**The exercise**
Turn the records below into a numbered list with one line per item, leaving out any blank lines.
------------
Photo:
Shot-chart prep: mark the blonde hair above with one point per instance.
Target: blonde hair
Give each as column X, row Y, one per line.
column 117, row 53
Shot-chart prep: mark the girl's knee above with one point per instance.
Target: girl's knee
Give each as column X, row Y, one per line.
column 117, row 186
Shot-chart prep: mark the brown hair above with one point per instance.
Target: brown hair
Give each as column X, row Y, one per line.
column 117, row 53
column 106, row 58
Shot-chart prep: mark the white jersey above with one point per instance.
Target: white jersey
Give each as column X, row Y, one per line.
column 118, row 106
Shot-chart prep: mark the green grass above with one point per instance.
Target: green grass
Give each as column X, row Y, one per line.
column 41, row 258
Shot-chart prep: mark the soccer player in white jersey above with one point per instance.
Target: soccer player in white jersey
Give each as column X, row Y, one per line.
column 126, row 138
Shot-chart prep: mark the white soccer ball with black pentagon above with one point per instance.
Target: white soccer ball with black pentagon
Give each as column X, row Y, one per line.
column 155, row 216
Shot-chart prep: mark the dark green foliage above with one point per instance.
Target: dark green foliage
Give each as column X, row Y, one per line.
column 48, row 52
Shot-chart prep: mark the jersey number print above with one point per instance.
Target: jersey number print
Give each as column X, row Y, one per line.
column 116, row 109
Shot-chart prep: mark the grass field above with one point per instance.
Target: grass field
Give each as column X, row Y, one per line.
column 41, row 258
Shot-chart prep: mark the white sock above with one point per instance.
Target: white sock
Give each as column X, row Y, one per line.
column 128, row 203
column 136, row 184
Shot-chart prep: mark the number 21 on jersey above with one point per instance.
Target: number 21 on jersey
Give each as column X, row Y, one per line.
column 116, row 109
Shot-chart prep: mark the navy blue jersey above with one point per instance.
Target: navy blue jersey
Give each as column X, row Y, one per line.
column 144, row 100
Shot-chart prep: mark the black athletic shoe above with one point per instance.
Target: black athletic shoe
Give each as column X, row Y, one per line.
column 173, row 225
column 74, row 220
------------
**Right answer**
1. Photo:
2. Shot-chart prep: mark the blonde hair above with one point per instance.
3. Target: blonde hair
4. Give each as column X, row Y, one per line.
5. column 117, row 53
6. Shot-chart prep: mark the girl's knee above with one point per instance.
7. Target: girl's knee
8. Give each as column X, row Y, one per line.
9. column 117, row 186
10. Shot-chart prep: mark the brown hair above with one point per instance.
11. Target: brown hair
12. Give each as column X, row Y, one per line.
13. column 117, row 53
14. column 106, row 58
15. Shot-chart prep: mark the white jersey above with one point per instance.
16. Target: white jersey
17. Give each as column X, row Y, one per line.
18. column 118, row 106
19. Shot-chart prep: mark the green grass above with one point per instance.
20. Target: green grass
21. Give each as column X, row Y, one per line.
22. column 41, row 258
23. Shot-chart prep: mark the soccer player in white jersey above with one point per instance.
24. Target: soccer player in white jersey
25. Give each as column X, row Y, one per line.
26. column 126, row 138
27. Shot-chart prep: mark the white soccer ball with black pentagon above with one point per instance.
28. Target: white soccer ball with black pentagon
29. Give each as column X, row Y, one per line.
30. column 155, row 216
31. Shot-chart prep: mark the dark green foliage above with one point per instance.
32. Target: dark green foliage
33. Give each as column X, row Y, one per line.
34. column 48, row 52
35. Shot-chart prep: mark the jersey number print above with one point per instance.
36. Target: jersey number print
37. Give each as column X, row Y, one per line.
38. column 116, row 109
39. Shot-chart prep: mark the grass field above with one point per instance.
40. Target: grass field
41. Give each as column X, row Y, one per line.
42. column 41, row 258
43. Shot-chart prep: mark the white sock above with one point per instance.
44. Target: white sock
45. Give each as column X, row Y, one per line.
46. column 128, row 203
47. column 136, row 184
48. Shot-chart prep: mark the number 21 on jersey above with one point per instance.
49. Target: number 21 on jersey
50. Give each as column X, row Y, one per line.
51. column 116, row 109
52. Shot-chart prep: mark the navy blue jersey above with one point per instance.
53. Target: navy blue jersey
54. Give each as column X, row Y, one per line.
55. column 144, row 100
56. Shot-chart prep: mark the black athletic shoe above with one point per instance.
57. Target: black athletic shoe
58. Give each as column X, row Y, one per line.
59. column 173, row 225
60. column 74, row 220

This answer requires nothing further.